* [Goal of the exercise]
Add 26 to every coordinate in the answers, and write out every line from the one containing "query | blue shorts" through the last line, both ends included. Leave the other lines unchanged.

********************

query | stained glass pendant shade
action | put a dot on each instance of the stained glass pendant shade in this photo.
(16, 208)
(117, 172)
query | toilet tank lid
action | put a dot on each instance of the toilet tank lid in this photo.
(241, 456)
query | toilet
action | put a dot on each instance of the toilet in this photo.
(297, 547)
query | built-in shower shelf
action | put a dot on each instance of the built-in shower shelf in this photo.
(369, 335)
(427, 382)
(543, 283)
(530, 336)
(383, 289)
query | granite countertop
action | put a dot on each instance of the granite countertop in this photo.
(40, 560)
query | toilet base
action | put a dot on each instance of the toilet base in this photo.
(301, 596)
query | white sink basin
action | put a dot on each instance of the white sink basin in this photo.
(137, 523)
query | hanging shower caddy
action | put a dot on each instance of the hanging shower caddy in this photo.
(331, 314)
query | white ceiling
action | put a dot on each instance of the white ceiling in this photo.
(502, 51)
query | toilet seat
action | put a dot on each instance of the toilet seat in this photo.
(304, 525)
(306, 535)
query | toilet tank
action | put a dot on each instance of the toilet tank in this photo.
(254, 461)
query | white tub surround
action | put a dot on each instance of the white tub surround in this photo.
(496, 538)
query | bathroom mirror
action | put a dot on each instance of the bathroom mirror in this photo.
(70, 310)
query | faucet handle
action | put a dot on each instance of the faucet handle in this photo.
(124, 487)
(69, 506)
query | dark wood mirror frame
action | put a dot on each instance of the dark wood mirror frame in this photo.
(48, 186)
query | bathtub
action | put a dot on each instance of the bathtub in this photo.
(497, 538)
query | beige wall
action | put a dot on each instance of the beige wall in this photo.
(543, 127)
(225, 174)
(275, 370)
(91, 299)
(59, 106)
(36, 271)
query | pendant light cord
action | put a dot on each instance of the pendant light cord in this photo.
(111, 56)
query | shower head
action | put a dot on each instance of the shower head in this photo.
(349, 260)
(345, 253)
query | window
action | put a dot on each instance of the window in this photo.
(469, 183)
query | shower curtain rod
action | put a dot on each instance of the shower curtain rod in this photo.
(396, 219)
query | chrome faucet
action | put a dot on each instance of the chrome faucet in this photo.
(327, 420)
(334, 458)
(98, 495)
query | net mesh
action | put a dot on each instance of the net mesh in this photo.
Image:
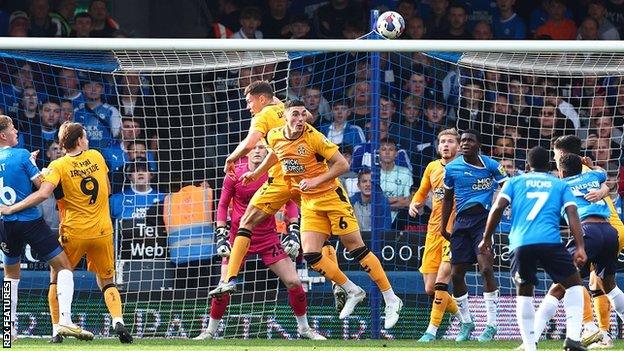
(184, 112)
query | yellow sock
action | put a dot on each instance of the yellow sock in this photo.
(588, 315)
(440, 301)
(53, 304)
(372, 266)
(602, 308)
(239, 251)
(329, 269)
(113, 301)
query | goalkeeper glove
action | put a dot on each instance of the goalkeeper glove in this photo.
(291, 242)
(223, 245)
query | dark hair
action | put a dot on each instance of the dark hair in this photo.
(570, 164)
(569, 144)
(475, 132)
(260, 87)
(539, 158)
(5, 122)
(69, 133)
(293, 103)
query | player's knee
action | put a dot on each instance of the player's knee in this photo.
(359, 253)
(312, 257)
(244, 232)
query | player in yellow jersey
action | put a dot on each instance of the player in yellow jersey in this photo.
(436, 261)
(86, 227)
(311, 165)
(593, 336)
(268, 113)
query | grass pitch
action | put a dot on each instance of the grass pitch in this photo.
(276, 345)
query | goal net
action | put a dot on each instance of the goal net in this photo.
(181, 113)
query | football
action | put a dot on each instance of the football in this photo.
(390, 24)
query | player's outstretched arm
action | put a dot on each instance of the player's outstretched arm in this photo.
(580, 257)
(447, 207)
(34, 199)
(241, 150)
(338, 166)
(494, 217)
(269, 161)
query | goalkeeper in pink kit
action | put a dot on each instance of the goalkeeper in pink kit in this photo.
(277, 256)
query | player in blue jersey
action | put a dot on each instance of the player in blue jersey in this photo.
(471, 180)
(537, 199)
(18, 173)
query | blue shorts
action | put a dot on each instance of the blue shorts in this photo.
(601, 247)
(35, 233)
(467, 234)
(554, 258)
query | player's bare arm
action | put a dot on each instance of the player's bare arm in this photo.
(34, 199)
(496, 213)
(338, 166)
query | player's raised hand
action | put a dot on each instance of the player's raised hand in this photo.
(416, 208)
(579, 257)
(309, 184)
(247, 178)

********************

* [Response]
query | blue shorts
action | put a dot on each instance of the blue shorts in this photo.
(627, 273)
(61, 259)
(493, 260)
(580, 284)
query | player's bare arm
action | put a dot on each instance of the player's bare arm in this photo.
(60, 225)
(522, 239)
(364, 192)
query | player's raised hand
action | put a dot on each instance of the player's raised hand in this photo.
(442, 234)
(605, 283)
(335, 210)
(273, 204)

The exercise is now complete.